# Where to find crawlers for honda HS80



## Peterkoch (Apr 20, 2015)

Hello, a new member here.


----------



## YSHSfan (Jun 25, 2014)

Welcome to SBF Petercoch....:welcome:

I do not have an answer on the tracks issue.
The chute gear should last the life of the machine as long as it is properly ajusted, lubricated and not abused.
I would would be easier if you post pictures of the chute and crank handle gears to help you identify the problem.


----------



## bwdbrn1 (Nov 24, 2010)

That's really frustrating that some parts go into the NLA category when the rest of the machine is in good shape.

Try taking a few measurements, like the how long and how wide the tracks are, the diameter of the crawler sprocket and roller, and distance between the cogs on the crawler sprocket. You might be correct about tracks from another model fitting your HS80 and with those measurements, you could compare them to the dimensions of other model's tracks.

I took some quick measurements of my HS622. they'd probably make an engineer at Honda cringe in their inaccuracy, but to give you the general idea.

Outside measurement of the track is 43" and it is 5 3/4" wide.
The crawler sprocket is roughly 5 5/8" in diameter and the space between the cogs on them is 1 1/2".

Hope that helps a little bit anyway.


----------



## YSHSfan (Jun 25, 2014)

Peterkoch said:


> Good point. It looks almost as the worm gear doesn't quite come into the contact with the teeth. Can I adjust the bracket to be closer to the chute?


Yes, it is possible,

This is how I would do it:
1. Loosen the crank handle gear retaning nut (underneath gear, 12mm wrench unless replaced with aftermarket nut that might be 13mm).
2. Push the crank handle gear towards the chute gear until it fully contacts it.
3. Snug the gear retaining nut slightly.
4 Back the crank handle gear about 1-2mm (1/16") for clearance purposes.
5 Snug the retaining nut.
6. Check the chute/crank handle operation, make sure it does not bind at any point.
7. If it binds up at any point give a a slighlty larger clearance, if it is good tighten the retaining nut properly.

NOTE: It would be wise to lube the chute and crank handle gear before you start the adjustment procedure.


----------



## bwdbrn1 (Nov 24, 2010)

Peterkoch said:


> Thanks, my googling efforts lead me to believe that that the tracts from the newer honda snow blowers will not fit the old HS line. Apparently, the new one have alternating ribs vs. straight ribs of the older machines.
> Would it be nice if the tracks from the cub cadet or other similar snow blowers of the same vintage fit, since these are readily available.


You're right, the "teeth" on the HS622 do alternate. I wasn't aware that there was a difference like that in the older models.


----------



## sidegrinder (Apr 18, 2015)

Those tracks should be the same as found on the old HS-50 and HS-55 (p/n 42755-732-901). I have a few used sets in good condition. Feel free to PM me if you're interested.


----------



## [email protected] (Nov 21, 2011)

Written tasks:
1. According to the snowblower thread, what part number fits the tracks on the old HS-50 and HS-55?
2. Please write out the snowblower thread word for word from "4 Back the crank" to "the adjustment procedure.".
The listing after this thread isn't needed for either task.

Entries shown:

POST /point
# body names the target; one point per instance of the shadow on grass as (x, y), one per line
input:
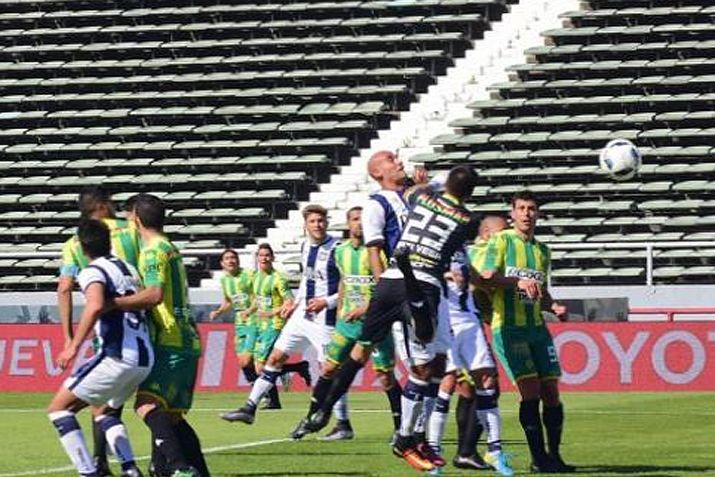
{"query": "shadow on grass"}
(641, 469)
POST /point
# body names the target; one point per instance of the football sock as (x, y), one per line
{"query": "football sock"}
(292, 367)
(249, 372)
(427, 407)
(394, 395)
(461, 416)
(490, 417)
(117, 438)
(438, 420)
(341, 383)
(265, 382)
(73, 441)
(554, 424)
(320, 391)
(531, 423)
(165, 437)
(341, 408)
(191, 446)
(412, 398)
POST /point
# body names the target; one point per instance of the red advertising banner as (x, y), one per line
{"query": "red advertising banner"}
(676, 356)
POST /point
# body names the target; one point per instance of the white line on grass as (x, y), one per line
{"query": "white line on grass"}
(209, 450)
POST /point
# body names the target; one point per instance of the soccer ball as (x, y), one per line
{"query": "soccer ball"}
(621, 159)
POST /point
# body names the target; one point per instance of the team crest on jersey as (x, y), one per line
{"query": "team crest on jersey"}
(359, 280)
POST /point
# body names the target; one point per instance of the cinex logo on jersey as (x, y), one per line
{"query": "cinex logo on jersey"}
(359, 280)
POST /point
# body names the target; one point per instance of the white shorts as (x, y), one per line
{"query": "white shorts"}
(470, 349)
(300, 333)
(105, 380)
(422, 354)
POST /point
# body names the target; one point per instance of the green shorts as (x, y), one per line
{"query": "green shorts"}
(245, 338)
(345, 336)
(527, 352)
(172, 378)
(264, 344)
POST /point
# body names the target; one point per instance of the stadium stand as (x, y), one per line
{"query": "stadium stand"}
(613, 70)
(231, 113)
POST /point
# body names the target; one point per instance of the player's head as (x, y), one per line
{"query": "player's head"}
(387, 169)
(354, 218)
(460, 182)
(96, 203)
(129, 207)
(315, 218)
(490, 225)
(149, 212)
(94, 238)
(229, 261)
(264, 257)
(524, 212)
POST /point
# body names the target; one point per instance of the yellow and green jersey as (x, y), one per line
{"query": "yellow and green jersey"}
(512, 256)
(125, 245)
(238, 289)
(356, 278)
(270, 291)
(161, 265)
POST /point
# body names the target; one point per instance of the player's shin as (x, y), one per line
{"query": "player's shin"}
(490, 417)
(165, 438)
(73, 441)
(191, 445)
(412, 399)
(117, 438)
(531, 423)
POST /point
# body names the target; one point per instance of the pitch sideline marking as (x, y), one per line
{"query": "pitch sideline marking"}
(210, 450)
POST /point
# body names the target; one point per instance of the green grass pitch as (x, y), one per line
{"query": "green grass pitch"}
(607, 434)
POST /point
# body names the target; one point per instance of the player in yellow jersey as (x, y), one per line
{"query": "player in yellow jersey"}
(237, 291)
(517, 265)
(167, 394)
(94, 203)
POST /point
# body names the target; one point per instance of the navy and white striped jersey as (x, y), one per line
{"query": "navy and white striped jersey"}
(122, 335)
(383, 216)
(320, 280)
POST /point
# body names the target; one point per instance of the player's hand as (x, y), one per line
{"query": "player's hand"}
(66, 356)
(420, 175)
(316, 305)
(560, 310)
(356, 314)
(531, 288)
(287, 309)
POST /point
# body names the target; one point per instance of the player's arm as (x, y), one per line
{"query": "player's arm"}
(68, 271)
(94, 304)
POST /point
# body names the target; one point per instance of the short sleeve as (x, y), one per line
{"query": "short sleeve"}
(153, 268)
(70, 266)
(88, 276)
(494, 254)
(373, 222)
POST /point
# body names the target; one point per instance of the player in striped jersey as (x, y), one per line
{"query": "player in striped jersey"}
(312, 313)
(518, 265)
(357, 284)
(237, 291)
(94, 203)
(166, 395)
(123, 359)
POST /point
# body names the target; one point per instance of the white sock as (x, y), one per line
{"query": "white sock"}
(263, 384)
(490, 418)
(438, 420)
(73, 441)
(412, 397)
(341, 408)
(117, 438)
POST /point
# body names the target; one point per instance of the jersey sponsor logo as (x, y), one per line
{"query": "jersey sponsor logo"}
(359, 280)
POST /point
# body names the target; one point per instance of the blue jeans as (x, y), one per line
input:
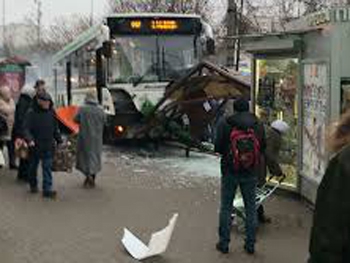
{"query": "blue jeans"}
(46, 162)
(229, 184)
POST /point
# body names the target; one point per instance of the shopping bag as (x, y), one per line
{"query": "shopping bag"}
(21, 149)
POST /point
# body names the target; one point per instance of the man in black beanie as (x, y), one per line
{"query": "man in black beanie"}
(240, 140)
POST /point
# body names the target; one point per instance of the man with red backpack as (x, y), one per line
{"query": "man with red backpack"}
(240, 139)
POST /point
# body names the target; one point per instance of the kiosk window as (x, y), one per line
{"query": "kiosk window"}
(345, 95)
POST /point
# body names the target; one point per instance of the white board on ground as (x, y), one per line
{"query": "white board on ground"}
(157, 245)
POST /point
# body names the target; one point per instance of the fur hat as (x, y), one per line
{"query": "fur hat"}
(280, 126)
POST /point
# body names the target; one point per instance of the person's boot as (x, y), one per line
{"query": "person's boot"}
(34, 190)
(93, 183)
(222, 248)
(50, 194)
(265, 220)
(86, 182)
(13, 167)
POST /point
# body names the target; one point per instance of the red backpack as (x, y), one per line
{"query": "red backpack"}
(245, 148)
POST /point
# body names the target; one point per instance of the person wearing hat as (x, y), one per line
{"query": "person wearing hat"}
(270, 162)
(91, 120)
(22, 107)
(231, 178)
(42, 133)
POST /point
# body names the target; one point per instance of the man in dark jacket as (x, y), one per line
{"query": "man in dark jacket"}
(41, 133)
(23, 105)
(231, 179)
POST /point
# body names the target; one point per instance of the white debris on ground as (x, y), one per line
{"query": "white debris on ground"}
(170, 164)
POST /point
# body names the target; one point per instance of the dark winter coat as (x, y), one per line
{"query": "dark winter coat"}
(23, 105)
(91, 119)
(330, 235)
(270, 160)
(242, 120)
(41, 126)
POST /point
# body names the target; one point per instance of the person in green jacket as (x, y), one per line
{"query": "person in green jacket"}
(330, 234)
(271, 158)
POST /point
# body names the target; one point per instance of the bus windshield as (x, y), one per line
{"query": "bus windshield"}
(146, 59)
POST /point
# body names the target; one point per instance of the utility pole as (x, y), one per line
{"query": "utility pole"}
(231, 31)
(38, 4)
(4, 22)
(92, 13)
(239, 31)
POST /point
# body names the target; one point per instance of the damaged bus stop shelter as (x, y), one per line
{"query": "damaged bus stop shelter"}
(191, 106)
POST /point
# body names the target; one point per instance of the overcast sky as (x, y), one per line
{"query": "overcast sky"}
(17, 10)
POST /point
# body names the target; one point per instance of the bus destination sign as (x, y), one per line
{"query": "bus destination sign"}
(129, 26)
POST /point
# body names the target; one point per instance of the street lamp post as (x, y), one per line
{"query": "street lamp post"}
(39, 17)
(92, 13)
(4, 22)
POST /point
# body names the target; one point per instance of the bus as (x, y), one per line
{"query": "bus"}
(142, 55)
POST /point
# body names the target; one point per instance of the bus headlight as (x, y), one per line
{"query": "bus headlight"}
(119, 130)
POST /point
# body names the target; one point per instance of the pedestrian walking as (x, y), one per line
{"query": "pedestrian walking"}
(271, 159)
(42, 134)
(22, 107)
(240, 140)
(91, 119)
(330, 234)
(7, 114)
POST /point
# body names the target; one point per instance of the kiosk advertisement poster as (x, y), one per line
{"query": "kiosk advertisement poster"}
(315, 103)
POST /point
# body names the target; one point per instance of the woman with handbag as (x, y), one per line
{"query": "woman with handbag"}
(330, 234)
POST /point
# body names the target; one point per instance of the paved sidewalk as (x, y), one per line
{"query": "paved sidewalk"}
(85, 226)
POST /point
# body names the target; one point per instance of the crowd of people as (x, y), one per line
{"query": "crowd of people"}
(249, 150)
(32, 125)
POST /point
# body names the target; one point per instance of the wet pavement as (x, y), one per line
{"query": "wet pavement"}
(139, 190)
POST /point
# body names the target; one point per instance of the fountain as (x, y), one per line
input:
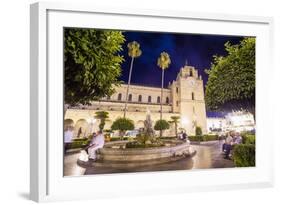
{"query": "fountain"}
(147, 149)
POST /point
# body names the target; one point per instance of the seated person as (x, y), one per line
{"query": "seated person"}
(238, 138)
(96, 143)
(68, 134)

Outputs:
1. 42755-732-901

2.
4 Back the crank handle gear about 1-2mm (1/16") for clearance purposes.
5 Snug the retaining nut.
6. Check the chute/crank handle operation, make sure it does not bind at any point.
7. If it binds up at any point give a a slighlty larger clearance, if it is good tighten the retaining nut properly.

NOTE: It would be wise to lube the chute and crank handle gear before you start the adjustment procedure.